Texte extrait
####################
Investisseur en Russie, qui est menacée de sévères sanctions économiques en cas d’invasion de l’Ukraine, le bas de laine des Québécois est aussi actionnaire, depuis plusieurs années, d’entreprises sur la liste noire du Canada à la suite de l’invasion de la Crimée par le pays de Vladimir Poutine en 2014.

Principales banques russes, géant de l’énergie Gazprom et autres acteurs du secteur pétrolier et gazier : la Caisse de dépôt et placement du Québec (CDPQ) était actionnaire d’au moins sept de ces entreprises en date du 30 décembre 2020 – les plus récentes données publiques du gestionnaire de régimes de retraite –, selon une recension effectuée par La Presse.

Les investissements dans les entreprises jugées indésirables par le gouvernement canadien étaient estimés à 365 millions. La Caisse avait investi dans au moins 36 sociétés établies dans le plus vaste pays du monde, ce qui représentait quelque 740 millions.
####################
Exercices
1. D'après le texte extrait, à quel montant étaient estimés les investissements de la Caisse dans les entreprises jugées indésirables par le gouvernement canadien ?
2. Renvoyez toutes les lignes contenant le mot « forearm ».
Le texte extrait et les lignes forment deux ensembles indépendants l'un de l'autre.
####################
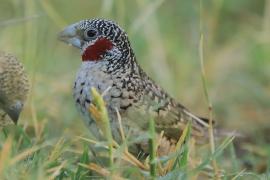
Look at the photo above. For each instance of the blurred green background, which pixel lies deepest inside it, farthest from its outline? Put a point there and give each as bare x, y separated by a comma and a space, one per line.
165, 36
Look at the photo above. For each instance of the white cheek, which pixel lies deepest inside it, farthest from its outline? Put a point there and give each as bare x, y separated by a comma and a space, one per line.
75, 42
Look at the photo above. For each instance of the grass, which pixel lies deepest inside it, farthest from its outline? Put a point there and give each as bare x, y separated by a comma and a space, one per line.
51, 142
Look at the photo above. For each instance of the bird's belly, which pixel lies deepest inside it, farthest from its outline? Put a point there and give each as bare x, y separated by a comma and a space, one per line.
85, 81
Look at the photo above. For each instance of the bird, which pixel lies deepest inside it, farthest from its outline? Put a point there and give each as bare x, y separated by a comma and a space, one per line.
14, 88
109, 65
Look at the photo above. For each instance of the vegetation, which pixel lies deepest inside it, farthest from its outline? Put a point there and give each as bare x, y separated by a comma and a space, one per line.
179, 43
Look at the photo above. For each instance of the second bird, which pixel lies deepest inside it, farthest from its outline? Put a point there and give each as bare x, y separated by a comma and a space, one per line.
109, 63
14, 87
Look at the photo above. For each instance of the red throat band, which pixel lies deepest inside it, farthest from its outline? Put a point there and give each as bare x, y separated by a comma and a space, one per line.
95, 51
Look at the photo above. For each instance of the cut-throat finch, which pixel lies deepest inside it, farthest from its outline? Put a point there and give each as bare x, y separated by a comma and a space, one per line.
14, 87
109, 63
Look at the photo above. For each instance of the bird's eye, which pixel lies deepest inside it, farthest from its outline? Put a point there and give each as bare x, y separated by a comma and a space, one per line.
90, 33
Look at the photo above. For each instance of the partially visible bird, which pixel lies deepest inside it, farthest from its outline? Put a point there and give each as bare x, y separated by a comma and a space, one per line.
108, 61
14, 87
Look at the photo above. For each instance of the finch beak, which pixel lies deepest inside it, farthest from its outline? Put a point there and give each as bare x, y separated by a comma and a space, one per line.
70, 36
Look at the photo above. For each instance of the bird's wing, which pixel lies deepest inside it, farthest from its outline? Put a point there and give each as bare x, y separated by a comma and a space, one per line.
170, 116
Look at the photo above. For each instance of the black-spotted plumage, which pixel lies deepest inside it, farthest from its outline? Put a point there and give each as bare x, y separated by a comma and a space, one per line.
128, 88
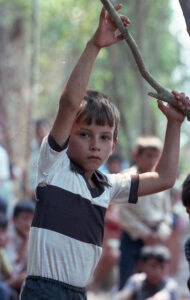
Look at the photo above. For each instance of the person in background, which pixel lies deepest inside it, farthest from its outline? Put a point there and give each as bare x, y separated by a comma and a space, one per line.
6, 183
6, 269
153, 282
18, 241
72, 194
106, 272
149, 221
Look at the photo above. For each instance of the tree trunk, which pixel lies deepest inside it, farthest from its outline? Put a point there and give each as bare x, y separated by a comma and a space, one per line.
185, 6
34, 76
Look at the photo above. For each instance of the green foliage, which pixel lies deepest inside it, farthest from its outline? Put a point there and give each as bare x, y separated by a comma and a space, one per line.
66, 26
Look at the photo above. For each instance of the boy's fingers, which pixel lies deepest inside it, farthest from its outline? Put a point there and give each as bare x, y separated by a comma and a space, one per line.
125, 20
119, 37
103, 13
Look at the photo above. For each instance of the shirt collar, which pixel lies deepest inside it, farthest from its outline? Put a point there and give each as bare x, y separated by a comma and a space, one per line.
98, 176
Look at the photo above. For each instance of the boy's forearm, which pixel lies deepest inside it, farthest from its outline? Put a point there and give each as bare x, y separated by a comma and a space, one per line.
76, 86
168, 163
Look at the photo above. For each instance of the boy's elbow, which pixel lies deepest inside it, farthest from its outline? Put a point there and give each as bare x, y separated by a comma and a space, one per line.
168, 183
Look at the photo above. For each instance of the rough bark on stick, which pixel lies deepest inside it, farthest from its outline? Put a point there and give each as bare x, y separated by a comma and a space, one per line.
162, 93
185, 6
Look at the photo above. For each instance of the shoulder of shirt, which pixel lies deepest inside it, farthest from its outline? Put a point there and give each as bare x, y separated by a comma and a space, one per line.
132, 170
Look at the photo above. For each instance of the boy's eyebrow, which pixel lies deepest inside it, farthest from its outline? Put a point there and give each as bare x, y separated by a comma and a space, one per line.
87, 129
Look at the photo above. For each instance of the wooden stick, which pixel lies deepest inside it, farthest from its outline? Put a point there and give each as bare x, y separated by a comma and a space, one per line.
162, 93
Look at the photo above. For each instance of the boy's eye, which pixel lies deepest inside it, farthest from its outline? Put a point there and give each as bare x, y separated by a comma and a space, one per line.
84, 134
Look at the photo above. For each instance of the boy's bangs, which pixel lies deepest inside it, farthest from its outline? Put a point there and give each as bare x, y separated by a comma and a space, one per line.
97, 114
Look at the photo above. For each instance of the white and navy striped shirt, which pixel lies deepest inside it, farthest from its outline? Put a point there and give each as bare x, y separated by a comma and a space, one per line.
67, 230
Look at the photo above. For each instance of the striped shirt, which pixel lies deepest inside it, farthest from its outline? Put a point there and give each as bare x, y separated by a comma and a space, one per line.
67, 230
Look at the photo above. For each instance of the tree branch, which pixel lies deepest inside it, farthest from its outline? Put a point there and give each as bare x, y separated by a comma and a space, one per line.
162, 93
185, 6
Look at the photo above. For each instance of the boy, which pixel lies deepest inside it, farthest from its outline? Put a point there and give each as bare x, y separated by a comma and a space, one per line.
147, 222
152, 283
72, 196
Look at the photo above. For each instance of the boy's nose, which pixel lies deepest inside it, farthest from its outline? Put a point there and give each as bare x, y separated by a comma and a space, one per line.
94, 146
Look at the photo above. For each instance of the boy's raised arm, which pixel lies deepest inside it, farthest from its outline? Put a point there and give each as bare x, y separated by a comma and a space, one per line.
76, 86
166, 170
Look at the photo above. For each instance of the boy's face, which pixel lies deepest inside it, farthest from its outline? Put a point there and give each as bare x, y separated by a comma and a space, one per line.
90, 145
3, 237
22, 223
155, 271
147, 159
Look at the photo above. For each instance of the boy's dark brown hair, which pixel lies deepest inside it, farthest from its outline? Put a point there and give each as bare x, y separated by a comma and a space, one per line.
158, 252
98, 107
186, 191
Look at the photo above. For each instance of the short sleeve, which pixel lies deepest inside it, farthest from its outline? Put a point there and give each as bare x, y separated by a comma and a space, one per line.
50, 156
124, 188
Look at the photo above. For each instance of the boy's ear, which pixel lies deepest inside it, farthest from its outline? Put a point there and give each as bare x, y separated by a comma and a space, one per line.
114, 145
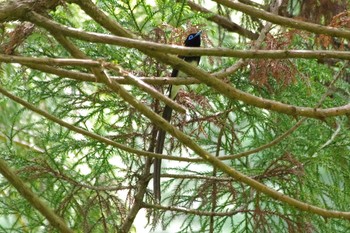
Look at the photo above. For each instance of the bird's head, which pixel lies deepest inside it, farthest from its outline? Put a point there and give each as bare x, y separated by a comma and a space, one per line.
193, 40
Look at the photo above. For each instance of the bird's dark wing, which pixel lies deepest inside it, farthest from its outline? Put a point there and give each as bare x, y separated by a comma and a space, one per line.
####################
Corrigé des exercices
1. À 365 millions.

2.
Look at the photo above. For each instance of the boy's forearm, which pixel lies deepest inside it, farthest from its outline? Put a point there and give each as bare x, y separated by a comma and a space, one per line.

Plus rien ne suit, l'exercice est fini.